=== Available records ===
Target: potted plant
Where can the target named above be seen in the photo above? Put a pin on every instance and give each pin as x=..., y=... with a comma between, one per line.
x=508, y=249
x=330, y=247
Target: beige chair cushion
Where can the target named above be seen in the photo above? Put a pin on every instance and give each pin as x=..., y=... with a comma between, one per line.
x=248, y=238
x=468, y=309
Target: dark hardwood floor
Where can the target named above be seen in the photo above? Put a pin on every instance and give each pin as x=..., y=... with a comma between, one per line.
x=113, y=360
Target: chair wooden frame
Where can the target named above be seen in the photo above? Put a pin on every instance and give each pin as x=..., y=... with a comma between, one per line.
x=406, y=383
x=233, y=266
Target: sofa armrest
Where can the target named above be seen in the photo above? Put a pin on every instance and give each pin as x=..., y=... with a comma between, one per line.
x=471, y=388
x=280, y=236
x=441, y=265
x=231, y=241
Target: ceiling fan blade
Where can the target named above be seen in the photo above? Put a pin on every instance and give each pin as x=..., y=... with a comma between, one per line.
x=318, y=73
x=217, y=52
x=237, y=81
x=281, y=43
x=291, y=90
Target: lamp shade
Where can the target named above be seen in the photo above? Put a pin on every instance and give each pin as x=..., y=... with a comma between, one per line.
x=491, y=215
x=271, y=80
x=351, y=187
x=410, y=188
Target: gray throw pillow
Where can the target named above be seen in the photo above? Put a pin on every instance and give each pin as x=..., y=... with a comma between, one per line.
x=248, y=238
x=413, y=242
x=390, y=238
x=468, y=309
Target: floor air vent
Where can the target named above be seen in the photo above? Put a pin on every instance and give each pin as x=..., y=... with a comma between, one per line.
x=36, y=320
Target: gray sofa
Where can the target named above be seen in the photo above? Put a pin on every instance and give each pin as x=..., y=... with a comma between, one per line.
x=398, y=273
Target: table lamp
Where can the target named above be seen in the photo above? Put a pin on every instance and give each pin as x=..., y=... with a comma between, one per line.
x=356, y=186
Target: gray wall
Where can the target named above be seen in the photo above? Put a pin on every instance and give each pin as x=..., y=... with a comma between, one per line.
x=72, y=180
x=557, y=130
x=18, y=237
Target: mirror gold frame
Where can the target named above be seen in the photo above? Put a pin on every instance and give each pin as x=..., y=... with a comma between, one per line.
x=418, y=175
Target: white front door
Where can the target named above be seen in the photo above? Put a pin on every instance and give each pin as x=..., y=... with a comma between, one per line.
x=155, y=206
===
Task instructions:
Rewrite the stretch from the start of the items through the line containing "x=330, y=247", both included. Keep the requests as they are, and offset every coordinate in the answers by 129.

Result:
Target: potted plant
Where can the target named above be seen in the photo above? Put a pin on every instance and give each pin as x=..., y=... with a comma between, one per line.
x=637, y=378
x=459, y=376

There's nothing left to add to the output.